GOAL:
Retype, without alteration, each line from the line containing "Q: Mark a point on every instance of the tree" to the final line of the records.

— Start EXCERPTED RECORDS —

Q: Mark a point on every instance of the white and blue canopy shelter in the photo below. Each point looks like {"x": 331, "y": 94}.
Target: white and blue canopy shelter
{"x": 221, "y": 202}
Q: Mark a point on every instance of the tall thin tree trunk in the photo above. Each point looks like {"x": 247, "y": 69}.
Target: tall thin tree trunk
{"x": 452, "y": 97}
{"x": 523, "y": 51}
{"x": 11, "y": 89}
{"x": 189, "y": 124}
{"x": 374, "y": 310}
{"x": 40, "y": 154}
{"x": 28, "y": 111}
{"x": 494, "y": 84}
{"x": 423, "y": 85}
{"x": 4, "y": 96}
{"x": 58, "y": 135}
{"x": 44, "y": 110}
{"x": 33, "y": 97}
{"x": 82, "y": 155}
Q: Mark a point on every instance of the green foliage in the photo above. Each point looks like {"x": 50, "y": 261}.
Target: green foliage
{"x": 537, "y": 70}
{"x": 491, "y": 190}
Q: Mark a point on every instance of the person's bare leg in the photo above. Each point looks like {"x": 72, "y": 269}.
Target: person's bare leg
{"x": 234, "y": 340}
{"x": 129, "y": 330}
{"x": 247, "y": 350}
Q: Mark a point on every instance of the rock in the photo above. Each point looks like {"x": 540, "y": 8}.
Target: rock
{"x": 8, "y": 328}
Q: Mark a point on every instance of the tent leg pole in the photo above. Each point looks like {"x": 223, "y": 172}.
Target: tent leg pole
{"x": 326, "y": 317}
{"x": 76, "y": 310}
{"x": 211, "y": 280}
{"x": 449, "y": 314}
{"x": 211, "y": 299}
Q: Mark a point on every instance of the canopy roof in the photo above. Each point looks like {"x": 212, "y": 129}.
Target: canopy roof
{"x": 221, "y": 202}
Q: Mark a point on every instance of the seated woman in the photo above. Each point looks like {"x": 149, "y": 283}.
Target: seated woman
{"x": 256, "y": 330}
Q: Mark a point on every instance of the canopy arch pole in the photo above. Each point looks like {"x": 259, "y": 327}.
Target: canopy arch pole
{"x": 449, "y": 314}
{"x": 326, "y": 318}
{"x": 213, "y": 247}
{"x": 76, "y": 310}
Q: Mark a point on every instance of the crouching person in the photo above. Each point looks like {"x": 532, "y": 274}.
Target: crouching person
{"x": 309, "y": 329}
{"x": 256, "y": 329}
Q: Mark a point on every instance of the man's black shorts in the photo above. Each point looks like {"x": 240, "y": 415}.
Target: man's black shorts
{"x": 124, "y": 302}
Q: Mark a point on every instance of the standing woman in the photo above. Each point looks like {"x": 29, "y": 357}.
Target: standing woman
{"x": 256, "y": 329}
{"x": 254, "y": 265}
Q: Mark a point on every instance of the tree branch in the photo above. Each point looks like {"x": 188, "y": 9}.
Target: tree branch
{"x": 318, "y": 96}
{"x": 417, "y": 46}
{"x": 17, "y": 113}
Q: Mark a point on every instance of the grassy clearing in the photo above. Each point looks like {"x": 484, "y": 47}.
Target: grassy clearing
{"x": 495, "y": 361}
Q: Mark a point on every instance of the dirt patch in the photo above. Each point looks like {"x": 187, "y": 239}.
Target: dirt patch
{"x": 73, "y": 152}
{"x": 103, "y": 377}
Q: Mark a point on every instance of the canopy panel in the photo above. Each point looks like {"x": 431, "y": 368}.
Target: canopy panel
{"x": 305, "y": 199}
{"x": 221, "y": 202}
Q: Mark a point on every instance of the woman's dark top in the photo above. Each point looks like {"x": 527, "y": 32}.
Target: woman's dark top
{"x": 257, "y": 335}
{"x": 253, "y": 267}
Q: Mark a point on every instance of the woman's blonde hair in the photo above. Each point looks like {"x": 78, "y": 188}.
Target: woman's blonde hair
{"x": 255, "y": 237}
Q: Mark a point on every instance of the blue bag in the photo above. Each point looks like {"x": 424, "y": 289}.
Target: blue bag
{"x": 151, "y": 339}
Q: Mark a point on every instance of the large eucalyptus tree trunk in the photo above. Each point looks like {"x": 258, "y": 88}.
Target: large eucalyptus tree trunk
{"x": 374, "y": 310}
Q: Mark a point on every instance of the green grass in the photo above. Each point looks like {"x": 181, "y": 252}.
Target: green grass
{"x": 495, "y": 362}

— End EXCERPTED RECORDS —

COMPLETE RESPONSE:
Q: Mark a point on every instance of the tree branch in the photo above. Each point looks like {"x": 188, "y": 9}.
Target: tree branch
{"x": 318, "y": 96}
{"x": 417, "y": 46}
{"x": 17, "y": 113}
Q: Mark a point on every instance of the grassy clearing in the photo above. Each point looks like {"x": 484, "y": 47}.
Target: grassy clearing
{"x": 495, "y": 361}
Q: Mark a point on every instance of the dirt patch in the photo above. Each point looks like {"x": 187, "y": 239}.
Target: dirt patch
{"x": 73, "y": 152}
{"x": 103, "y": 377}
Q: Mark a point on every instance of the canopy panel in the photo above. Each point looks like {"x": 431, "y": 368}.
Target: canopy panel
{"x": 305, "y": 199}
{"x": 221, "y": 202}
Q: Mark a point on every instance of the woman's dark top in the photo above. Each point looks like {"x": 527, "y": 32}.
Target: woman's dark top
{"x": 257, "y": 335}
{"x": 253, "y": 267}
Q: Mark a point on every instance of the woman's blonde hair in the photo above. Each point looks like {"x": 78, "y": 188}.
Target: woman's blonde hair
{"x": 255, "y": 237}
Q: Mark a point on every instance of the blue bag in the photo above. Each point looks like {"x": 424, "y": 289}.
Target: blue bag
{"x": 151, "y": 339}
Q: Mark a point on every instance of the large eucalyptus tree trunk in the photo above. Each point looks like {"x": 258, "y": 88}.
Target: large eucalyptus tree trunk
{"x": 374, "y": 310}
Q: Mark a point on every instance of the green grass in the photo above. Each point looks like {"x": 181, "y": 252}.
Target: green grass
{"x": 495, "y": 362}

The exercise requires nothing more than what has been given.